Berbeda dengan Ace Partadiredja, Baharuddin berpendapat bahwa
faktor penghambat dalam pembangunan koperasi adalah kurangnya dedikasi pengurus
terhadap kelangsungan hidup koperasi. Ini berarti bahwa kepribadian dan mental
pengurus, pengawas, dan manajer belum berjiwa koperasi sehingga masih perlu
diperbaiki lagi.
Prof. Wagiono Ismangil berpendapat bahwa faktor penghambat kemajuan
koperasi adalah kurangnya kerja sama di bidang ekonomi dari masyarakat kota.
Kerja sama di bidang sosial (gotong royong) memang sudah kuat, tetapi kerja
sama di bidang usaha dirasakan masih lemah, padahal kerja sama di bidang
ekonomi merupakan faktor yang sangat menentukan kemajuan lembaga koperasi.

Kumpulan Data:
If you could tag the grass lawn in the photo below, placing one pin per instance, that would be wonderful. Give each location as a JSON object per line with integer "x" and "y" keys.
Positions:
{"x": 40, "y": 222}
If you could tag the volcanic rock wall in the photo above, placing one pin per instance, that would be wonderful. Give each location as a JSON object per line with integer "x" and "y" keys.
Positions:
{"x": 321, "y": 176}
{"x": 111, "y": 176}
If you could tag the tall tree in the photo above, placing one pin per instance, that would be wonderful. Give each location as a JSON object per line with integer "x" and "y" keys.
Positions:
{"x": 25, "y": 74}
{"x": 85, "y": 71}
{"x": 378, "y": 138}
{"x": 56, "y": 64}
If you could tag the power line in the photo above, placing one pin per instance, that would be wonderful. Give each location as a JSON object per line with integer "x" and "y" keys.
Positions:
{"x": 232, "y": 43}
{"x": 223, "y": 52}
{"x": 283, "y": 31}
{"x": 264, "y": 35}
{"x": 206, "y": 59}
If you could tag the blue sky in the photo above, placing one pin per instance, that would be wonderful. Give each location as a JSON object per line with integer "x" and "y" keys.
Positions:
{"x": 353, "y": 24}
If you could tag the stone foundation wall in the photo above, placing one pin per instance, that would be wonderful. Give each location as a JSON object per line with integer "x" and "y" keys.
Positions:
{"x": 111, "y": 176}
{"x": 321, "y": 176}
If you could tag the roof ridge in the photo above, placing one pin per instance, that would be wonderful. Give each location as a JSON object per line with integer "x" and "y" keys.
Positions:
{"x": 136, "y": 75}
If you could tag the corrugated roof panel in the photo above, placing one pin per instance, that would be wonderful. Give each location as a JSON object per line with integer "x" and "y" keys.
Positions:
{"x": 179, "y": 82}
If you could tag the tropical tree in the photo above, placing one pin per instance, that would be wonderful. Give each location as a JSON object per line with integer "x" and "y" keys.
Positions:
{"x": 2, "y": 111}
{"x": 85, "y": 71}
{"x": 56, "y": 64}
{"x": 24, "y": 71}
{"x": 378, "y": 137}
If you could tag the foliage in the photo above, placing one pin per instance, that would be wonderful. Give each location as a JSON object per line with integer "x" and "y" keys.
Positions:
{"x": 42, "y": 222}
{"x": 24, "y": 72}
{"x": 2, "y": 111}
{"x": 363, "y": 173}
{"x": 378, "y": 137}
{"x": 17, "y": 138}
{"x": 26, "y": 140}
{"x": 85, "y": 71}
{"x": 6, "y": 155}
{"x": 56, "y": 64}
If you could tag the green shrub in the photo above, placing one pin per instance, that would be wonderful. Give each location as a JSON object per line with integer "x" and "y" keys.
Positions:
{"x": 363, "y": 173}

Tugas Latihan:
1/ Temukan setiap baris dalam daftar yang memuat kata "roof", lalu salin semua baris itu.
2/ Lanjutkan teks tentang koperasi mulai dari sesudah kalimat terakhirnya.
Teks tentang koperasi dan daftar tidak ada kaitannya satu sama lain.

Jawaban:
1/
If you could tag the roof ridge in the photo above, placing one pin per instance, that would be wonderful. Give each location as a JSON object per line with integer "x" and "y" keys.
If you could tag the corrugated roof panel in the photo above, placing one pin per instance, that would be wonderful. Give each location as a JSON object per line with integer "x" and "y" keys.

2/
Ketiga masalah di atas merupakan inti dari masalah manajemen
koperasi dan merupakan kunci maju atau tidaknya koperasi di Indonesia.
Untuk meningkatkan kualitas koperasi, diperlukan keterkaitan
timbal balik antara manajemen profesional dan dukungan kepercayaan dari
anggota. Mengingat tantangan yang harus dihadapi koperasi pada waktu yang akan
datang semakin besar, maka koperasi perlu dikelola dengan menerapkan manajemen
yang profesional serta menetapkan kaidah efektivitas dan efisiensi. Untuk
keperluan ini, koperasi dan pembina koperasi perlu melakukan pembinaan dan
pendidikan yang lebih intensif untuk tugas-tugas operasional. Dalam
melaksanakan tugas tersebut, apabila belum mempunyai tenaga profesional yang
tetap, dapat dilakukan dengan bekerja sama dengan lembaga-lembaga pendidikan
yang terkait.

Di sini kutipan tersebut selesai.